_SHORT TASK A_
In the SMclarify notebook below, do the following statements agree with it? (i) The notebook reads its data from the file path /tmp/bank-additional/bank-additional-full.csv. (ii) The pairplot draws the columns age, campaign, and duration. (iii) The downloaded zip file is removed after it is unzipped. For each statement, answer yes or no and quote the words of the notebook that decide it.
_SHORT TASK B_
Use the SMclarify notebook below to answer these questions, one answer per line:
(i) Which library is imported under the name sns?
(ii) Which column does the countplot display?
(iii) For which attribute is bias measured?
_SHORT TASK C_
Write the next part of the SMclarify notebook on bias metrics for marketing data, starting after its last line.

_TEXT TO READ_
# SMclarify Bias Metrics for Marketing Data

In [None]:
from smclarify.bias import report
from typing import Dict
from collections import defaultdict
import pandas as pd
import seaborn as sns

Get the [marketing dataset]( https://archive.ics.uci.edu/ml/datasets/bank+marketing). 

In [None]:
!curl -o bank-additional.zip https://sagemaker-sample-data-us-west-2.s3-us-west-2.amazonaws.com/autopilot/direct_marketing/bank-additional.zip
!unzip -o bank-additional.zip -d /tmp/
!rm -rf bank-additional.zip

local_data_path = '/tmp/bank-additional/bank-additional-full.csv'
df = pd.read_csv(local_data_path)

In [None]:
df.columns

In [None]:
df.head()

In [None]:
sns.pairplot(df[['age','campaign', 'pdays']])

In [None]:
sns.countplot(data=df, x='y')

## Calculate pre-training bias metrics

In [None]:
# Measure bias for the marital attribute
facet_column = report.FacetColumn('marital')

_DATA PROVIDED_
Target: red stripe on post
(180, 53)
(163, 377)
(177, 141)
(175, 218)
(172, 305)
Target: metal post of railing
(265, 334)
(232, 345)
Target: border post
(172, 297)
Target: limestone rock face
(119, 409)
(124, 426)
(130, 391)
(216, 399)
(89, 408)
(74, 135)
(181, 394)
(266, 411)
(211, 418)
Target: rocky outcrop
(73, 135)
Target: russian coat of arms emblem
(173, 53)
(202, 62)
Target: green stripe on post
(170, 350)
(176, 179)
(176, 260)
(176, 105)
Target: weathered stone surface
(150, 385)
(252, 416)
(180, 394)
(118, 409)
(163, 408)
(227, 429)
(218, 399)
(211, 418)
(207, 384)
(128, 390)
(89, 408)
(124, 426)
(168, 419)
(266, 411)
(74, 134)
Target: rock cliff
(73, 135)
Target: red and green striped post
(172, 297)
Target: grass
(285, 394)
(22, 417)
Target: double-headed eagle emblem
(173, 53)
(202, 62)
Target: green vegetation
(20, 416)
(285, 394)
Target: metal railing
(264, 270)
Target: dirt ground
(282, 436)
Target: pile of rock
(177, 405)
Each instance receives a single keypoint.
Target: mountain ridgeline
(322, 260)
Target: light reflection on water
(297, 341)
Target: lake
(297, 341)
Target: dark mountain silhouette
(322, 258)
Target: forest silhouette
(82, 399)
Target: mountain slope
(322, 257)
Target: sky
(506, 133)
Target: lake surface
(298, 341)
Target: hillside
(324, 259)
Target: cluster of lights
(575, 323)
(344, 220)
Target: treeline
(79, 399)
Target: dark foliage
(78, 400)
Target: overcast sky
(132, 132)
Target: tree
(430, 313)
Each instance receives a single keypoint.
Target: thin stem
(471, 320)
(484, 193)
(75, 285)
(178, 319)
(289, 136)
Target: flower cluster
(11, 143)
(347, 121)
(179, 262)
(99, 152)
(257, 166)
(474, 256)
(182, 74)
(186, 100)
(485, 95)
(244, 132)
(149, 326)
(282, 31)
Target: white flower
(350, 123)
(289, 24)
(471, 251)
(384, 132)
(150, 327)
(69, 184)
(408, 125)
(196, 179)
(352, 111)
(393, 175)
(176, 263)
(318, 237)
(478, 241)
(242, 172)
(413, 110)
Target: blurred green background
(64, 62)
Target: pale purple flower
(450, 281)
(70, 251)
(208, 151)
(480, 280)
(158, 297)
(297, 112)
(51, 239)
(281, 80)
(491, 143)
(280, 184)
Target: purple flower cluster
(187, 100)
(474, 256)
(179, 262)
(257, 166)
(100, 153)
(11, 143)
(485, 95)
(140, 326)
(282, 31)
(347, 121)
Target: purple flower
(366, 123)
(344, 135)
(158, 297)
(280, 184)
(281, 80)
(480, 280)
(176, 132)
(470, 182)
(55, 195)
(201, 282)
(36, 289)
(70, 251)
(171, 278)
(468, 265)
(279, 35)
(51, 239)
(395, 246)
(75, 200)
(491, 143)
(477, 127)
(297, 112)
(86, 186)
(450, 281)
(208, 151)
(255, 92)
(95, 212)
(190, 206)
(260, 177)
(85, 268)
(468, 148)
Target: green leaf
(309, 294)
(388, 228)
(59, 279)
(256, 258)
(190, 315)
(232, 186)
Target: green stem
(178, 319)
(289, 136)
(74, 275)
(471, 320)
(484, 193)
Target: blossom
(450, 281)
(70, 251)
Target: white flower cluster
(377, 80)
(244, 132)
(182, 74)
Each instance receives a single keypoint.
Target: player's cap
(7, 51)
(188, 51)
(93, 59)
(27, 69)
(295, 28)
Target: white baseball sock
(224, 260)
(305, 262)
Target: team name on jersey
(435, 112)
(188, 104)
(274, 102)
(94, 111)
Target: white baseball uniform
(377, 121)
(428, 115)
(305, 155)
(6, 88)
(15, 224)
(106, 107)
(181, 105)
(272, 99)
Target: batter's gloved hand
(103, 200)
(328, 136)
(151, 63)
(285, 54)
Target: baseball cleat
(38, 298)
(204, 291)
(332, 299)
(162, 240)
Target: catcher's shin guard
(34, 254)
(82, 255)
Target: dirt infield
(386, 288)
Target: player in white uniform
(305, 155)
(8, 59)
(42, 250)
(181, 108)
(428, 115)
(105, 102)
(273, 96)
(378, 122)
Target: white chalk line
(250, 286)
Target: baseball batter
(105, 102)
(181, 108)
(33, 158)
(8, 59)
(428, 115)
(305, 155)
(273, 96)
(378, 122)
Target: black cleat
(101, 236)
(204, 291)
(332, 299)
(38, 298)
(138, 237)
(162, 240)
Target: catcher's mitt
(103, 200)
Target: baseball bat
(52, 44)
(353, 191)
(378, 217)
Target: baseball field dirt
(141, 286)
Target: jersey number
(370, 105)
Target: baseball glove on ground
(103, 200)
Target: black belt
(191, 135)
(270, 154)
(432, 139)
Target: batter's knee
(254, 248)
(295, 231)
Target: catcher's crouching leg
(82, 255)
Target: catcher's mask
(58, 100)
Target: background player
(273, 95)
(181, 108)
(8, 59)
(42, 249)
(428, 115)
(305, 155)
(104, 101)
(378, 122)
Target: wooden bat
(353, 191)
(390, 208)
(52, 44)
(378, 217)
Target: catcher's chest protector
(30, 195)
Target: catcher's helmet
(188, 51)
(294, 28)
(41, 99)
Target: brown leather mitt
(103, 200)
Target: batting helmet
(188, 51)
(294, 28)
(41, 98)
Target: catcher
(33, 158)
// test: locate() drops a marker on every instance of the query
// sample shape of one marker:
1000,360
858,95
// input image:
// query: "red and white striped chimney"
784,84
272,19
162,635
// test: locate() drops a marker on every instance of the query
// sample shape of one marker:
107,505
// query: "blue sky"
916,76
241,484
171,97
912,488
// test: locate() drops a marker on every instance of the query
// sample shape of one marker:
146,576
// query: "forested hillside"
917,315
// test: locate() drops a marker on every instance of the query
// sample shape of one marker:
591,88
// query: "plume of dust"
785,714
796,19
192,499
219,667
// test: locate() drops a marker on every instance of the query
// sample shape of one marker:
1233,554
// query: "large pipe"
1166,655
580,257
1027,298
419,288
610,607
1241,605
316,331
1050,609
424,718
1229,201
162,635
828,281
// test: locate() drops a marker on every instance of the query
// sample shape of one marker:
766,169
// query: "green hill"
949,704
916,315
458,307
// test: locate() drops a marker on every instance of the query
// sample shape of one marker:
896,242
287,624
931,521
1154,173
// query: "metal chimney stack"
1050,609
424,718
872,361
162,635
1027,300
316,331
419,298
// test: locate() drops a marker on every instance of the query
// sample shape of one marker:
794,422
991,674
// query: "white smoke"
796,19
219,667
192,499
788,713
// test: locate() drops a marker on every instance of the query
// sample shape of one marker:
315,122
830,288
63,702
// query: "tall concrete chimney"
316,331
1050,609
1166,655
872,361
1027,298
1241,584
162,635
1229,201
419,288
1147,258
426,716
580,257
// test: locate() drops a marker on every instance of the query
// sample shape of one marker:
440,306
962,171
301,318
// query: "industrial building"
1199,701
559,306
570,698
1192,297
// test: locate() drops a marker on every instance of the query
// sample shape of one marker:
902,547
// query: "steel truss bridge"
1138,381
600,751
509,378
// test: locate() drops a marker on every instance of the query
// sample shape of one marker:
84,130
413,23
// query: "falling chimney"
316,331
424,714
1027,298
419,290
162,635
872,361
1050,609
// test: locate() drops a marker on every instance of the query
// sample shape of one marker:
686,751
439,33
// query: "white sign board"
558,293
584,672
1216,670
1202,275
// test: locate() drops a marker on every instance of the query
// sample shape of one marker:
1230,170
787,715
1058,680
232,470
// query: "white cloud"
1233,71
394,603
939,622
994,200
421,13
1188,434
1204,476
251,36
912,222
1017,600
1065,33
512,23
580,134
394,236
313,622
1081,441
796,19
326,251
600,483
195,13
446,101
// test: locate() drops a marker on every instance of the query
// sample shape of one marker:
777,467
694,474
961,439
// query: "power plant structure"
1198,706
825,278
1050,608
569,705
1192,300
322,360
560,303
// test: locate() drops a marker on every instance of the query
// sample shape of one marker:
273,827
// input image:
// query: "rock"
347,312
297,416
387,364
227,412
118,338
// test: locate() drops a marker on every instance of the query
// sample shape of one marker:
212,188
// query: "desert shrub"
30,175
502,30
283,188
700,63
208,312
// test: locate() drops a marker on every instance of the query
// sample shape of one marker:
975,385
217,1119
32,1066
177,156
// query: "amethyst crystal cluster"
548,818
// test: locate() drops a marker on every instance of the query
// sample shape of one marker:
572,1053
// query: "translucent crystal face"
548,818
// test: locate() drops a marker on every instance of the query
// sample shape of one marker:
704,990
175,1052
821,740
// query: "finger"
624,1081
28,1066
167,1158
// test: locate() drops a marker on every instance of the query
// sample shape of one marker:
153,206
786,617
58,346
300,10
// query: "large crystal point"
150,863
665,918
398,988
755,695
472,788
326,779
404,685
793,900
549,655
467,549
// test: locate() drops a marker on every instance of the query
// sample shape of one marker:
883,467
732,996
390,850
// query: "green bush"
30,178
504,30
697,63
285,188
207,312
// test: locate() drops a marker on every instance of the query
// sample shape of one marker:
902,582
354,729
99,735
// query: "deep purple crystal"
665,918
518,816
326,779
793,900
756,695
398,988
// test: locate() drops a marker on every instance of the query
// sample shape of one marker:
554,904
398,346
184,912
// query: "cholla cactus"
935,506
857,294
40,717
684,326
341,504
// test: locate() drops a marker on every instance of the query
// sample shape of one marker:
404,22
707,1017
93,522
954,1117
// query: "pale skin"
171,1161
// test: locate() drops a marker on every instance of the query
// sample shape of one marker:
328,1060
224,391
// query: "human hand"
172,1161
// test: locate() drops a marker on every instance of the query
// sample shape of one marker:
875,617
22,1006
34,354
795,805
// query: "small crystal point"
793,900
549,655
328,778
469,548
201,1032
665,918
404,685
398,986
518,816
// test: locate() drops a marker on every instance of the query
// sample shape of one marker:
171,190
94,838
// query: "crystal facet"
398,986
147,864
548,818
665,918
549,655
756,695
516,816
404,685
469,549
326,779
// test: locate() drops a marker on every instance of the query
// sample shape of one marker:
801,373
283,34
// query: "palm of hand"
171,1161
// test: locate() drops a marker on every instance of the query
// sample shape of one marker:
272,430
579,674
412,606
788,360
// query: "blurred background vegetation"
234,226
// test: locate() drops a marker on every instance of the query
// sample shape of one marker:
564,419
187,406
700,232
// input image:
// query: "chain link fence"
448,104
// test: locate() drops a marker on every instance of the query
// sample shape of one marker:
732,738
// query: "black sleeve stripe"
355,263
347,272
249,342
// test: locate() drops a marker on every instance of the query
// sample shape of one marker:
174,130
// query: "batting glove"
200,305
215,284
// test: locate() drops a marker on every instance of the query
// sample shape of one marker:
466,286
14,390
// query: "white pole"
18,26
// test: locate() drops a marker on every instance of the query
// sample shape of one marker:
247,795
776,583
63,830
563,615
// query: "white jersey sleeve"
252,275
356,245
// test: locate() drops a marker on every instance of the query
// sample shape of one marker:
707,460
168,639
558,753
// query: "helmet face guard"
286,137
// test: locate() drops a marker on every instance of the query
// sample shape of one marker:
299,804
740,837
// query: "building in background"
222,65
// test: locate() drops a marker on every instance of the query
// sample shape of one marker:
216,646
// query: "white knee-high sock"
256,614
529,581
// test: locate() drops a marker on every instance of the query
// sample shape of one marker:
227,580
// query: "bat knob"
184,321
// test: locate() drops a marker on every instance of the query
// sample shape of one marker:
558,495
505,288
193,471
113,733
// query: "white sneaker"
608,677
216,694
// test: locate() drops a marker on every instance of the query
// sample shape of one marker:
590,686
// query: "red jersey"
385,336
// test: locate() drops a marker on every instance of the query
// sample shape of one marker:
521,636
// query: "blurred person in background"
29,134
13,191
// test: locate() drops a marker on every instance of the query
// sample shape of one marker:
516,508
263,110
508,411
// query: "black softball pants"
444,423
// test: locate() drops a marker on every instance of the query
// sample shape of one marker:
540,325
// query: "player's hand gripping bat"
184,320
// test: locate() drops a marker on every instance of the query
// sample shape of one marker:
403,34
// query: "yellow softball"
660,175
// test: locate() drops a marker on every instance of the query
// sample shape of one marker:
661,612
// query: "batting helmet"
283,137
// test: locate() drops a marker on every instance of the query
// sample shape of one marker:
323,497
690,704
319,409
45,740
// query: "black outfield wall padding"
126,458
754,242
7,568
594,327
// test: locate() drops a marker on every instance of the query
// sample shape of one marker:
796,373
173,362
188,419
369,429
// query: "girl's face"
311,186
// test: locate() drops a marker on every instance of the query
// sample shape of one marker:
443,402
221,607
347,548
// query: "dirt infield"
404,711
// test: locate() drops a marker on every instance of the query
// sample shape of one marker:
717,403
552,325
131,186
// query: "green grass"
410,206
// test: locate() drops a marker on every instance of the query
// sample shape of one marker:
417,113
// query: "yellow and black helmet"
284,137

_EXERCISE RESULT A_
(i) Yes: "local_data_path = '/tmp/bank-additional/bank-additional-full.csv'"
(ii) No: "sns.pairplot(df[['age','campaign', 'pdays']])"
(iii) Yes: "!rm -rf bank-additional.zip"

_EXERCISE RESULT B_
(i) seaborn
(ii) y
(iii) marital

_EXERCISE RESULT C_
label_column = report.LabelColumn(name='y', series=df['y'], positive_label_values=['yes'])


In [None]:
report.bias_report(df, facet_column, label_column, stage_type=report.StageType.PRE_TRAINING, group_variable=df['education'])

In [None]:
# Measure bias for the Age attribute, that we bucket into 3 bins. 
df['age_disc'] = pd.cut(df.age, bins=3, labels=['young', 'middle', 'old'])
facet_column = report.FacetColumn('age_disc')
label_column = report.LabelColumn(name='y', series=df['y'], positive_label_values=['yes'])


In [None]:
report.bias_report(df, facet_column, label_column, stage_type=report.StageType.PRE_TRAINING, group_variable=df['education'])